▶ **SET EXERCISE**: Write the next part of the sort, filter, and paginate exercise below, starting right after its final line.

▶ **EXCERPTED PASSAGE**:
__________________________________________________

Data Table (Sort / Filter / Paginate)
Objective
Implement a product table that supports sorting, filtering, and pagination. Progress from a simple client-side version to a server-driven, accessible, and performant table with shareable URL state.
Context
This exercise mirrors a frequent interview prompt that probes: state modeling, client vs. server trade-offs, URL synchronization, accessibility, and performance for large data sets.
Setup
Dataset
Products with fields: id, name, price, category, rating (1–5), createdAt.
Mock APIs
Begin client-side (in-memory). Later switch to server-style responses.
Server-style (Stage 3+):
GET /api/products?q=<text>&sort=<field>:<asc|desc>&page=<n>&pageSize=<k>
→ 200: { items: Product[], total: number, page: number, pageSize: number }
Alternative (cursor-based):
GET /api/products?cursor=<opaque>&q=<text>&sort=<field>:<asc|desc>&limit=<k>
→ 200: { items: Product[], nextCursor?: string }
Assumptions
- React + TypeScript
- No table libraries initially. You may introduce your own headless layer as you advance
- Use randomized latency and occasional 500/429 in server mode
Stage 1 — Client-Side Table
Goal
Render an in-memory table with sort, filter, and pagination.
What to implement
- Text filter that matches on name and category
- Clickable column headers for sorting (toggle asc/desc)
- Client-side pagination (page size fixed, e.g., 20)
- Empty/loading placeholders (simulate loading briefly on interactions to prove state handling)
- Basic keyboard focus order and visible focus for interactive elements
What you’re practicing
- State modeling for query, sort, page, and derived rows
- Pure, deterministic transforms: filteredRows, sortedRows, pagedRows
- Clear UI states: empty, loading (simulated), normal
How interviewers evaluate
| Category | What to Look For |
|---|---|
| Correctness | Sorting toggles correctly; filter and pagination compose correctly |
| State modeling | Separate base data from derived views; minimal recomputation |
| UX clarity | Predictable controls; no flicker; obvious empty states |
| Communication | Can explain order of operations: filter → sort → paginate |
Self-check
- Do sort and filter survive page changes without inconsistency?
- Are derived lists memoized to avoid unnecessary recomputations?
Stage 2 — URL State & Table Control Surface
Goal
Synchronize table state with the URL so views are shareable and back/forward works.
What to implement
- Read initial table state from query params:
?q=&sort=&dir=&page= - Update URL on user actions with history API (push/replace)
- Make table a controlled component with a clear external API:
state: { query, sortBy, sortDir, page }onStateChange(next)callback
What you’re practicing
- Source-of-truth decisions (URL vs. in-memory)
- Controlled component patterns and predictable state transitions
- Back/forward navigation without “jumping” or double-renders
How interviewers evaluate
| Category | What to Look For |
|---|---|
| Architecture | Clean separation: view components vs. table state manager |
| Robustness | Initial state hydration; resilient to malformed params |
| UX | Navigation parity with browser controls |
| Reasoning | Can explain trade-offs of URL-as-state (shareability, reloads) |
Self-check
- Refresh the page: does the table restore exactly?

__________________________________________________

▶ **DATASET SECTION**:
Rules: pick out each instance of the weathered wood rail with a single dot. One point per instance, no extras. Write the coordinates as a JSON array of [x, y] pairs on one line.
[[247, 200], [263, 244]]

__________________________________________________

▶ **OUTPUT OF THE EXERCISE**:
- Hit back/forward: do filter/sort/page reflect history without losing derived state?
Stage 3 — Server-Driven Pagination
Goal
Replace client-side transforms with server-style fetching and real loading/error states.
What to implement
- Fetch from GET /api/products using q, sort, page, pageSize
- Display total count and compute total pages
- Skeleton rows while loading; retry on transient errors; empty results UX
- Abort inflight request when controls change; prevent stale data from flashing
Extensions (choose one)
- Switch to cursor-based pagination (nextCursor) and explain trade-offs
- Keep client cache keyed by
{q, sort, page}to avoid re-fetching; prefetch adjacent pages
What you’re practicing
- Async control, race safety, and reconciliation with UI state
- Modeling server contracts (total vs. cursor)
- Practical caching and prefetching strategies
How interviewers evaluate
| Category | What to Look For |
|---|---|
| Async safety | Aborts or ignores stale responses; deterministic updates |
| UX resilience | Retry patterns; preserves prior page during transitions |
| Server contract | Correctly computes pagination from API responses |
| Communication | Can articulate client vs. server pagination trade-offs |
Self-check
- Throttle network; change sort rapidly—do late responses overwrite newer state?
- On error, can you retry without losing current context?
Stage 4 — Performance, Accessibility, and Table API
Goal
Demonstrate scalability and inclusivity for large datasets and real-world usage.
What to implement (pick several)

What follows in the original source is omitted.